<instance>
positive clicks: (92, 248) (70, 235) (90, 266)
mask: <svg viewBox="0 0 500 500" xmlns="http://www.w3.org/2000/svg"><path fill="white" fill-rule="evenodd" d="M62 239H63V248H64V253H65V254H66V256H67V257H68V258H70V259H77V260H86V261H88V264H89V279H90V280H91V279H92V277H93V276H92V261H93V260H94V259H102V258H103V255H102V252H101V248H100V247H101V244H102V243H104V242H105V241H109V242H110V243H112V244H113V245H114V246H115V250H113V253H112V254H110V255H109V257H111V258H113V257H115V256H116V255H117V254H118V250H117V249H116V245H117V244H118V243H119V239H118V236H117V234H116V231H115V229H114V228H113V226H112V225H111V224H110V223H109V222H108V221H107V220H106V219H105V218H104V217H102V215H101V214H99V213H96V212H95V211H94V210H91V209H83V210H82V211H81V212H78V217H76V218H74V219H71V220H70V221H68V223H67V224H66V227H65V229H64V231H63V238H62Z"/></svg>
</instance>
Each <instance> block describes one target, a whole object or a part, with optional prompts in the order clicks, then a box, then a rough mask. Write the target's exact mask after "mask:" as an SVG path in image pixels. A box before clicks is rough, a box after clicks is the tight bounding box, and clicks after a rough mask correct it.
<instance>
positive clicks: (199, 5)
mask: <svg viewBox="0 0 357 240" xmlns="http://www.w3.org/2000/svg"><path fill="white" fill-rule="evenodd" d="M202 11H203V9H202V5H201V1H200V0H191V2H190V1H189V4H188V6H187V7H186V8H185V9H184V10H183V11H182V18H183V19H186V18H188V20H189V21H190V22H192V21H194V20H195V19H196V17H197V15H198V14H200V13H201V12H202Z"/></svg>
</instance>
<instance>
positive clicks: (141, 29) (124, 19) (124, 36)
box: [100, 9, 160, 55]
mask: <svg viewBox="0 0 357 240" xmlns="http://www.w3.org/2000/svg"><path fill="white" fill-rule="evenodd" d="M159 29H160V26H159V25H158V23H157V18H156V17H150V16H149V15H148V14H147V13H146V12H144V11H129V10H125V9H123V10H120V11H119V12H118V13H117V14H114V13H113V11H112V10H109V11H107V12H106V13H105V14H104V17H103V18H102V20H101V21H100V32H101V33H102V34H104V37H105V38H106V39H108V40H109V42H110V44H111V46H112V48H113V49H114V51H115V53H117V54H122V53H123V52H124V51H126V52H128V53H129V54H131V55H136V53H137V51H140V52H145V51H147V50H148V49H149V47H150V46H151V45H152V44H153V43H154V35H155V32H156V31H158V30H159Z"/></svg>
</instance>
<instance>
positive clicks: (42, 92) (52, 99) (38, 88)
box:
────────────────────────────────────────
Write the material above out again, exactly as it reads.

<instance>
positive clicks: (92, 248) (70, 235) (90, 266)
mask: <svg viewBox="0 0 500 500" xmlns="http://www.w3.org/2000/svg"><path fill="white" fill-rule="evenodd" d="M62 239H63V248H64V253H65V254H66V256H67V257H68V258H70V259H77V260H86V261H88V264H89V279H90V280H91V279H92V277H93V276H92V261H93V260H94V259H102V258H103V255H102V252H101V248H100V247H101V244H102V243H104V242H105V241H109V242H110V243H112V244H113V245H114V246H115V250H113V253H112V254H110V255H109V257H111V258H113V257H115V256H116V255H117V254H118V250H117V249H116V245H117V244H118V243H119V239H118V236H117V234H116V231H115V229H114V228H113V226H112V225H111V224H110V223H109V222H108V221H107V220H106V219H105V218H104V217H102V215H101V214H99V213H96V212H95V211H94V210H91V209H83V210H82V211H81V212H78V217H76V218H74V219H71V220H70V221H68V223H67V224H66V227H65V229H64V231H63V238H62Z"/></svg>
</instance>
Each <instance> block describes one target, a whole object or a part, with optional prompts in the order clicks, then a box, then a rough mask. Write the target's exact mask after "mask:" as an SVG path in image pixels. A box before clicks is rough, a box after clicks is the tight bounding box, and clicks after a rough mask correct it.
<instance>
positive clicks: (199, 5)
mask: <svg viewBox="0 0 357 240" xmlns="http://www.w3.org/2000/svg"><path fill="white" fill-rule="evenodd" d="M202 11H203V9H202V5H201V1H200V0H191V2H190V1H189V4H188V6H187V7H186V8H185V9H184V10H183V11H182V18H183V19H186V18H188V20H189V21H190V22H192V21H194V20H195V19H196V17H197V15H198V14H200V13H201V12H202Z"/></svg>
</instance>
<instance>
positive clicks: (141, 29) (124, 19) (124, 36)
box: [100, 9, 160, 55]
mask: <svg viewBox="0 0 357 240" xmlns="http://www.w3.org/2000/svg"><path fill="white" fill-rule="evenodd" d="M159 29H160V26H159V25H158V23H157V18H156V17H150V16H149V15H148V14H147V13H146V12H144V11H129V10H125V9H123V10H120V11H119V12H118V13H117V14H114V13H113V11H112V10H109V11H107V12H106V13H105V14H104V17H103V18H102V20H101V21H100V32H101V33H102V34H104V37H105V38H106V39H108V40H109V42H110V44H111V46H112V48H113V49H114V51H115V53H117V54H122V53H123V52H124V51H126V52H128V53H129V54H131V55H136V53H137V51H140V52H145V51H147V50H148V49H149V47H150V46H151V45H152V44H153V43H154V35H155V32H156V31H158V30H159Z"/></svg>
</instance>
<instance>
positive clicks: (42, 92) (52, 99) (38, 88)
box:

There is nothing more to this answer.